Quote all of the data exactly as given. Skip every picture it contains.

**Extracted data**:
▼▼▼

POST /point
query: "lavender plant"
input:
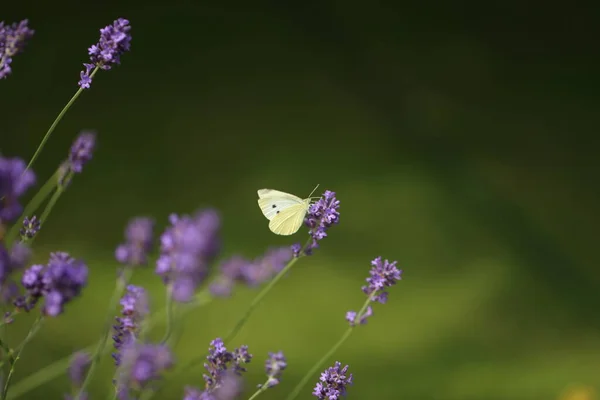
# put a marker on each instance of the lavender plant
(187, 250)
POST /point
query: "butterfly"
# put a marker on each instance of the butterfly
(284, 211)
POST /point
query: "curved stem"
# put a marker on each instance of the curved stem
(57, 368)
(32, 331)
(318, 365)
(33, 205)
(169, 307)
(60, 116)
(259, 391)
(122, 282)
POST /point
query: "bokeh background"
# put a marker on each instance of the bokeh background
(461, 140)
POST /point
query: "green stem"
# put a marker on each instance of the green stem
(122, 282)
(57, 368)
(318, 365)
(315, 368)
(169, 307)
(33, 205)
(32, 331)
(56, 121)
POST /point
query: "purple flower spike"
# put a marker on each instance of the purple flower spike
(139, 237)
(82, 151)
(14, 182)
(320, 217)
(12, 41)
(59, 282)
(333, 383)
(128, 325)
(274, 367)
(383, 274)
(77, 369)
(187, 248)
(31, 226)
(219, 361)
(114, 41)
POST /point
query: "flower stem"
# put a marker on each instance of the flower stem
(259, 391)
(169, 307)
(34, 204)
(315, 368)
(57, 368)
(32, 331)
(56, 121)
(122, 282)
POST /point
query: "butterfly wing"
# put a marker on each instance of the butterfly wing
(288, 221)
(273, 202)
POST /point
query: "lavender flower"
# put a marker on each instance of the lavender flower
(135, 309)
(114, 41)
(187, 248)
(11, 261)
(12, 41)
(220, 361)
(383, 274)
(320, 217)
(141, 365)
(230, 271)
(274, 367)
(267, 266)
(14, 182)
(229, 389)
(138, 242)
(59, 282)
(77, 369)
(333, 383)
(82, 150)
(31, 226)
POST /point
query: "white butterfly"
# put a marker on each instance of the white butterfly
(285, 211)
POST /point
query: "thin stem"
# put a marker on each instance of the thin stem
(56, 121)
(169, 307)
(57, 368)
(263, 388)
(122, 282)
(33, 205)
(318, 365)
(32, 331)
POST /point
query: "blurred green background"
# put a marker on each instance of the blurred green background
(461, 139)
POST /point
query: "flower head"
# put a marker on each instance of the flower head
(134, 309)
(58, 282)
(138, 242)
(187, 248)
(320, 217)
(82, 150)
(12, 41)
(114, 40)
(31, 226)
(15, 179)
(142, 364)
(382, 275)
(11, 260)
(333, 383)
(274, 367)
(220, 360)
(77, 368)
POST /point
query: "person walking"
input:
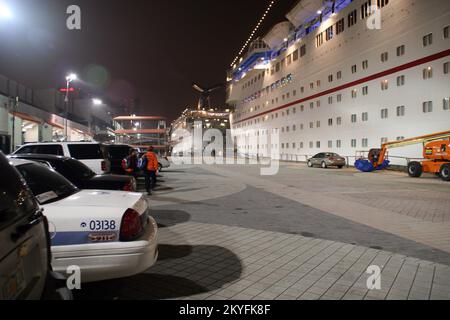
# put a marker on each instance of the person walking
(150, 170)
(130, 163)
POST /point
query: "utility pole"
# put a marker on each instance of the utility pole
(14, 106)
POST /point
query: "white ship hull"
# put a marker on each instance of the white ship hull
(357, 122)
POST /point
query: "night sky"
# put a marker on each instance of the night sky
(150, 50)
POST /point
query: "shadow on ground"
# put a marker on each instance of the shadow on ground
(181, 271)
(169, 218)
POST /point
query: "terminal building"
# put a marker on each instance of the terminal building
(28, 115)
(142, 132)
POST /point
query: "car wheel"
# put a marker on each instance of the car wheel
(444, 172)
(415, 169)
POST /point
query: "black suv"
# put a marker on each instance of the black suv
(80, 175)
(25, 254)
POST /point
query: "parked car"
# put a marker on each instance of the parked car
(81, 175)
(327, 159)
(25, 270)
(89, 153)
(108, 234)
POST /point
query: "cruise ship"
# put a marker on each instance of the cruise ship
(182, 129)
(345, 76)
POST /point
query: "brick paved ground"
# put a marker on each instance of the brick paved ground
(228, 233)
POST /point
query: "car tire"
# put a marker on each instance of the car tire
(444, 172)
(415, 169)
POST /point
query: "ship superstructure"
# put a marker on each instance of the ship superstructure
(345, 76)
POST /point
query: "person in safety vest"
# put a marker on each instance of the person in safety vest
(150, 170)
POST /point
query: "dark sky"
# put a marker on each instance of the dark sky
(150, 50)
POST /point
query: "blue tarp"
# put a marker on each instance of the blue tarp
(366, 166)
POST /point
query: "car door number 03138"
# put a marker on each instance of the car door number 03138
(100, 225)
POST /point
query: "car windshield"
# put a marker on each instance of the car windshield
(47, 185)
(85, 151)
(117, 152)
(15, 199)
(78, 169)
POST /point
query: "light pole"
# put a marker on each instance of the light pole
(70, 78)
(5, 12)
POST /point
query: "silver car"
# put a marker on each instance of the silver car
(327, 159)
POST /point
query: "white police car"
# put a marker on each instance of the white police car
(107, 234)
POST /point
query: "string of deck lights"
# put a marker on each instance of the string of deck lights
(254, 31)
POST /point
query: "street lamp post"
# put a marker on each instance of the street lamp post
(70, 78)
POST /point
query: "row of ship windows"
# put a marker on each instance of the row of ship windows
(427, 107)
(339, 26)
(401, 50)
(318, 144)
(366, 11)
(401, 80)
(353, 143)
(301, 52)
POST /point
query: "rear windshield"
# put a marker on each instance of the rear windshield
(47, 185)
(16, 200)
(117, 152)
(85, 151)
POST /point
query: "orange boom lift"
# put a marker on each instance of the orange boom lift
(436, 152)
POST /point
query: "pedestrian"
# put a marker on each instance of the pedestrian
(150, 169)
(130, 163)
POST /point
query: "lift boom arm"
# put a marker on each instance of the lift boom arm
(411, 141)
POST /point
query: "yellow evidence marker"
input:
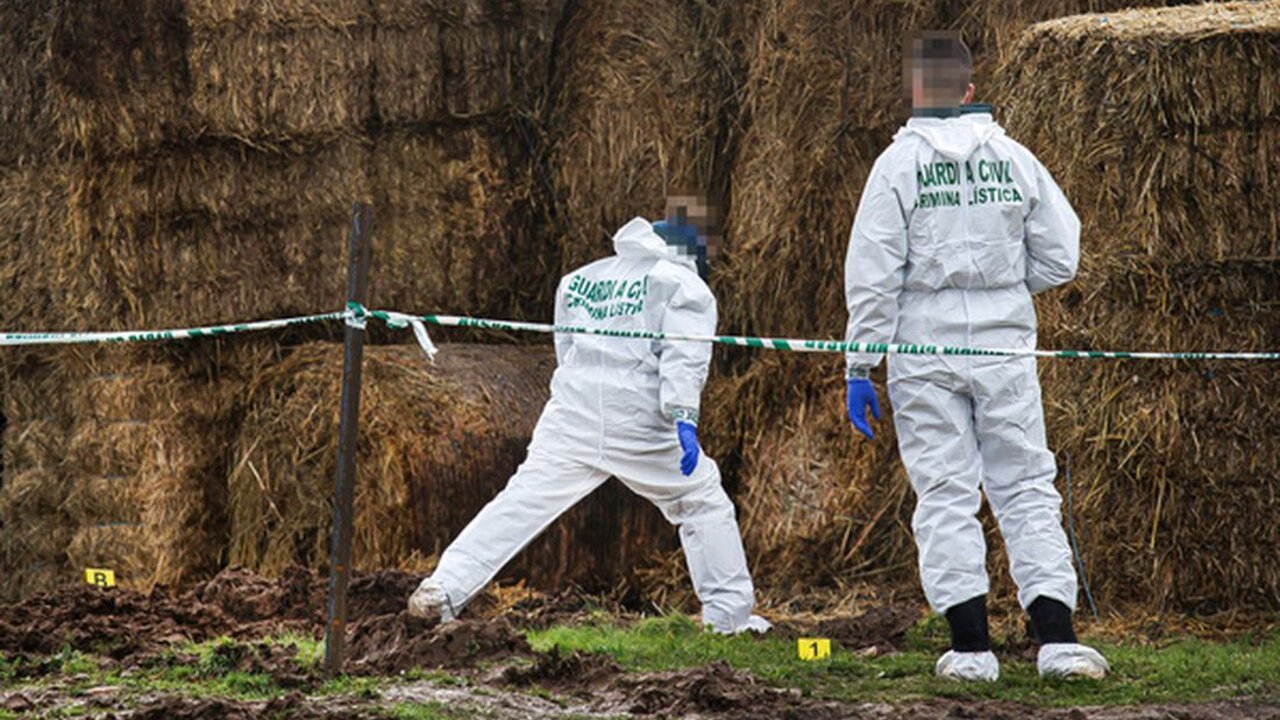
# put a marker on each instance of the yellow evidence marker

▲▲▲

**Result of the exercise**:
POST /point
query: "lavender plant"
input:
# put a marker on each instance of the lavender plant
(187, 250)
POST /point
query: "butterfly"
# put a marker on each instance of the butterfly
(284, 211)
POST /point
query: "curved stem"
# put a marker on each instance of the curved stem
(57, 368)
(32, 331)
(318, 365)
(33, 205)
(169, 307)
(60, 116)
(259, 391)
(122, 282)
POST /point
query: "bokeh background"
# put a marker on each instance of the bokeh background
(461, 140)
POST /point
query: "green stem"
# put a marker on each instance of the green stem
(122, 282)
(57, 368)
(318, 365)
(315, 368)
(169, 307)
(33, 205)
(32, 331)
(56, 121)
POST /point
query: "purple flower spike"
# put a marker on each instance of the purple flower spike
(139, 237)
(82, 151)
(14, 182)
(320, 217)
(12, 41)
(59, 282)
(333, 383)
(128, 325)
(274, 367)
(383, 274)
(77, 369)
(187, 248)
(31, 226)
(219, 361)
(114, 41)
POST /point
query: "flower stem"
# put a marker on each instance of the flower stem
(259, 391)
(169, 307)
(34, 204)
(315, 368)
(57, 368)
(32, 331)
(56, 121)
(122, 282)
POST /point
query: "butterfly wing"
# put a marker on each instance of the butterfly wing
(288, 221)
(273, 202)
POST /point
query: "lavender flower"
# put a marker on each instance of the lavender flower
(135, 309)
(114, 41)
(187, 248)
(11, 261)
(12, 41)
(220, 361)
(383, 274)
(320, 217)
(141, 365)
(230, 271)
(274, 367)
(267, 266)
(14, 182)
(229, 389)
(138, 242)
(59, 282)
(77, 369)
(333, 383)
(82, 150)
(31, 226)
POST /point
query: "white butterfly"
# put a marker on each instance of the white butterfly
(285, 211)
POST /point
query: "thin stem"
# put a marker on each instance of the thin stem
(56, 121)
(169, 307)
(57, 368)
(263, 388)
(122, 282)
(33, 205)
(318, 365)
(32, 331)
POST /point
query: "blurred green background"
# put a marker on each instance of the blurred green background
(461, 139)
POST /point
query: "flower head"
# put a marker on each instance of the flower head
(134, 309)
(58, 282)
(138, 242)
(187, 248)
(320, 217)
(82, 150)
(12, 41)
(114, 40)
(31, 226)
(15, 179)
(142, 364)
(382, 275)
(11, 260)
(333, 383)
(274, 367)
(220, 360)
(77, 368)
POST /point
query: "person walking"
input:
# put a marker on each instance of the person walking
(150, 170)
(130, 163)
POST /point
query: "utility pole"
# put a marker on each instance of the utility pole
(14, 106)
POST /point
query: "white ship hull"
# put a marker on each instance of the white ship hull
(357, 122)
POST /point
query: "night sky"
# put a marker on each instance of the night sky
(150, 50)
POST /point
query: "shadow on ground"
# put a marker on each instance of the shadow on ground
(181, 271)
(169, 218)
POST /point
query: "terminal building"
# put a marker on each instance of the terminal building
(28, 115)
(142, 132)
POST /point
query: "car wheel"
# put a marker on each instance of the car wheel
(444, 172)
(415, 169)
POST /point
query: "black suv"
# put a marker on each instance of the black suv
(80, 175)
(25, 254)
POST /point
query: "parked car"
# put a marker on each instance of the parked car
(81, 175)
(327, 159)
(25, 270)
(89, 153)
(108, 234)
POST /point
query: "cruise ship"
# put a marker on each instance of the cruise ship
(182, 129)
(345, 76)
POST /point
query: "brick paved ground"
# put a marker on each instance of the brick paved ground
(228, 233)
POST /point
query: "car tire"
# put a marker on each instance of the car tire
(444, 172)
(415, 169)
POST /point
query: "ship superstructure"
# put a marker on each instance of the ship superstructure
(345, 76)
POST /point
query: "person in safety vest"
# put a marker on each instance of the person in safety vest
(150, 170)
POST /point
query: "dark sky"
# put a marker on each instance of the dark sky
(150, 50)
POST /point
query: "blue tarp"
# put a marker on each instance of the blue tarp
(366, 166)
POST /point
query: "car door number 03138"
# put a marker on each instance of the car door number 03138
(100, 225)
POST /point
query: "car windshield"
# put a marker on each instance of the car windshield
(47, 185)
(85, 151)
(117, 152)
(15, 199)
(78, 169)
POST /point
query: "light pole"
# put a marker on each instance of the light pole
(70, 78)
(5, 12)
POST /point
query: "silver car"
# put a marker on each instance of the silver car
(327, 159)
POST /point
query: "white police car"
# put a marker on each instance of the white police car
(107, 234)
POST /point
query: "string of deck lights"
# put a marker on each instance of the string of deck lights
(254, 31)
POST /point
query: "street lamp post"
# put a marker on each instance of the street lamp post
(70, 78)
POST /point
query: "row of ship windows"
# put a marker on each instance of the row of ship windows
(427, 107)
(339, 26)
(401, 50)
(318, 144)
(366, 11)
(401, 80)
(353, 143)
(301, 52)
POST /point
query: "rear windshield"
# put a marker on each instance of the rear windshield
(47, 185)
(16, 200)
(117, 152)
(85, 151)
POST /point
query: "orange boom lift"
# put a marker on each instance of the orange boom lift
(436, 152)
POST /point
query: "pedestrian"
# put a marker on each instance of the pedestrian
(150, 169)
(130, 163)
POST /point
query: "lift boom arm"
# put a marker on each instance of the lift boom arm
(411, 141)
POST /point
query: "yellow evidence marker"
input:
# put a marker on each instance of the yellow evidence marker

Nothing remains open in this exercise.